## Aim of the task:
Give the records below as a two-column CSV with the header input,output. Make one row per record, with its text under input and its answer under output, each in a single quoted field with line breaks changed to spaces.

## Provided data:
______

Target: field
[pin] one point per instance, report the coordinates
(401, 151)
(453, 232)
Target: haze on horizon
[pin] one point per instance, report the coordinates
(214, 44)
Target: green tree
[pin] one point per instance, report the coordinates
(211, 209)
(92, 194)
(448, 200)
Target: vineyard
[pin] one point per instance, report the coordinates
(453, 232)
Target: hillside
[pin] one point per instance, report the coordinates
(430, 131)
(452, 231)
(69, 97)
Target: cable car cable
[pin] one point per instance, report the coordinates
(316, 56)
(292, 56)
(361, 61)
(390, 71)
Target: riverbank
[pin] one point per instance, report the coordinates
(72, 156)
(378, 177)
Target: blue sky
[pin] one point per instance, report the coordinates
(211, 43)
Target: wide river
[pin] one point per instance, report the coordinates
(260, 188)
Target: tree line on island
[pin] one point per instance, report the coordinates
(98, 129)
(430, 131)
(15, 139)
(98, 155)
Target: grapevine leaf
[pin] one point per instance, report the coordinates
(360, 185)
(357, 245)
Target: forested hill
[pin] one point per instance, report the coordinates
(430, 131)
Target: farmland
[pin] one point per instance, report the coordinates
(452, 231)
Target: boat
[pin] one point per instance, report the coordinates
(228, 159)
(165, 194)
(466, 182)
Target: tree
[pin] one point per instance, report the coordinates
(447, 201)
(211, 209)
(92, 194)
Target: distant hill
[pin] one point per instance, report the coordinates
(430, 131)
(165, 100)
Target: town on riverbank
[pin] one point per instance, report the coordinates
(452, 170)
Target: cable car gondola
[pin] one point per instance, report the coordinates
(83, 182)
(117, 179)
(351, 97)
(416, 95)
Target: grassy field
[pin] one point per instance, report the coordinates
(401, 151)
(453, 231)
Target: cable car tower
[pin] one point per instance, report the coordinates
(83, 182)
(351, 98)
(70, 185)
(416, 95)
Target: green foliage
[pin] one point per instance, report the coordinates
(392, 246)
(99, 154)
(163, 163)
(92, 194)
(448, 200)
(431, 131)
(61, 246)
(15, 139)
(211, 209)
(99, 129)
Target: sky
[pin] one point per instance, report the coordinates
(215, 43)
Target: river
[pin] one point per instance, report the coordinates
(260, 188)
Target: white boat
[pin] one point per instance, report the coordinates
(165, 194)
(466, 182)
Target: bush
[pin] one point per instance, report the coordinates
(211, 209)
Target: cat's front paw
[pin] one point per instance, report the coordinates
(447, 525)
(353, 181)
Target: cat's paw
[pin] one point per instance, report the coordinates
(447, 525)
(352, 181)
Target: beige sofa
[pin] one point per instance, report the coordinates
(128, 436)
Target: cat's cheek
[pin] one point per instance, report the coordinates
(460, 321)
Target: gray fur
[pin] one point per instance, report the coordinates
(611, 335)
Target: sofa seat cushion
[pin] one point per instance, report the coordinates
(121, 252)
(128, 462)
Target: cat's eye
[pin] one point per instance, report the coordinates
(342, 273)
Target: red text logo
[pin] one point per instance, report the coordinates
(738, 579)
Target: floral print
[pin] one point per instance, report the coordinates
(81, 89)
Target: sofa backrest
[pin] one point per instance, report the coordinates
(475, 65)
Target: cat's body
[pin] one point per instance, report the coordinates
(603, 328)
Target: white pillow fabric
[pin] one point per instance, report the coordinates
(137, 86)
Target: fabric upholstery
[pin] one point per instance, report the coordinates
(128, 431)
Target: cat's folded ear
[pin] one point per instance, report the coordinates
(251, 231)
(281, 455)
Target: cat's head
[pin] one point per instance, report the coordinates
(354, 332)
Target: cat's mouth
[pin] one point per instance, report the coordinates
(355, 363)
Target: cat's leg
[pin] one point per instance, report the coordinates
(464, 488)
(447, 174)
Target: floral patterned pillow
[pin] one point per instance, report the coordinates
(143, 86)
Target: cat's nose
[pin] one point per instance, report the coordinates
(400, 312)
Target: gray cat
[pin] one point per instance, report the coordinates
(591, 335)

______

## Result for this exercise:
input,output
"Target: field [pin] one point per instance, report the coordinates","(401, 151) (453, 232)"
"Target: haze on horizon [pin] one point per instance, report the coordinates","(214, 44)"
"Target: green tree [pin] one point per instance, report the coordinates","(211, 209) (92, 194) (448, 200)"
"Target: vineyard [pin] one point per instance, report the coordinates","(453, 232)"
"Target: hillside [pin] one point per instance, report the coordinates","(430, 131) (452, 231) (69, 97)"
"Target: cable car cable [pin] one point per instance, report the coordinates","(316, 56) (292, 56) (361, 61) (390, 71)"
"Target: riverbank [pin] one point per instance, report the coordinates","(72, 156) (378, 177)"
"Target: blue sky [pin] one point per instance, report the coordinates","(211, 43)"
"Target: wide river [pin] one point per instance, report the coordinates","(260, 188)"
"Target: tree line on island [pin] one point per instance, report the coordinates","(98, 129) (430, 131) (15, 139) (98, 155)"
"Target: grapevine leaf [pin] one point per instance, report the coordinates","(360, 185) (357, 245)"
"Target: forested hill [pin] one point per instance, report the coordinates","(430, 131)"
"Target: farmland [pin] one point per instance, report the coordinates","(452, 231)"
"Target: boat [pin] one point per instance, report the coordinates","(228, 159) (165, 194) (466, 182)"
"Target: tree [pin] one point per instance, report the coordinates","(447, 201) (211, 209) (92, 194)"
"Target: distant hill [pin] one point per instance, report the coordinates","(430, 131) (165, 100)"
"Target: town on riverbank [pin] one point per instance, report the coordinates","(452, 170)"
"Target: cable car gondola [pin] one point per instance, report the coordinates","(83, 182) (117, 179) (351, 97) (416, 95)"
"Target: grassy field [pin] one point per instance, report the coordinates","(401, 151) (453, 231)"
"Target: cable car tower [pin] one point per instance, report the coordinates","(83, 182) (351, 98) (70, 185) (416, 95)"
"Target: green foliage [pin] one point per instance, report the coordinates","(392, 246) (99, 154) (163, 163) (92, 194) (448, 200) (431, 131) (61, 246) (15, 139) (211, 209) (99, 129)"
"Target: sky [pin] one point per instance, report the coordinates","(215, 43)"
"Target: river [pin] one point per instance, report the coordinates","(260, 188)"
"Target: white boat [pin] one point per instance, report the coordinates","(165, 194) (466, 182)"
"Target: bush [pin] one point per instance, report the coordinates","(211, 209)"
"Target: cat's front paw [pin] one point per instance, report the coordinates","(447, 525) (353, 181)"
"Target: cat's paw [pin] one point per instance, report the coordinates","(447, 525) (352, 181)"
"Target: beige sofa [pin] one point per instance, report the coordinates","(128, 436)"
"Target: cat's cheek [pin] one point per instance, report the coordinates","(460, 321)"
"Target: gray fur [pin] one point per instance, report the coordinates","(611, 335)"
"Target: sofa seat cushion [pin] one point per instance, report the coordinates","(121, 252) (128, 462)"
"Target: cat's eye [pin] one point per instance, report the coordinates","(342, 273)"
"Target: red text logo [pin] one point per instance, report the coordinates","(738, 579)"
"Target: floral print [pin] one point per instance, report the coordinates","(81, 89)"
"Target: sofa backrest [pin] one point per instance, report the coordinates","(475, 65)"
"Target: cat's body [pin] one point per instance, report the coordinates","(603, 328)"
"Target: white pillow fabric [pin] one point per instance, report the coordinates","(137, 86)"
"Target: fabric upholstery [pin] one point per instance, report the coordinates","(128, 431)"
"Target: cat's folded ear [pin] one point per instance, report the coordinates","(251, 231) (281, 455)"
"Target: cat's head [pin] one point per instance, report the coordinates","(354, 332)"
"Target: cat's mouth [pin] one point per instance, report the coordinates","(355, 363)"
"Target: cat's leg [pin] one point per instance, report the coordinates","(464, 488) (447, 174)"
"Target: floral patterned pillow [pin] one point per instance, report the coordinates","(143, 86)"
"Target: cat's nose [pin] one point per instance, report the coordinates","(400, 312)"
"Target: gray cat [pin] one point per instance, report the coordinates","(591, 335)"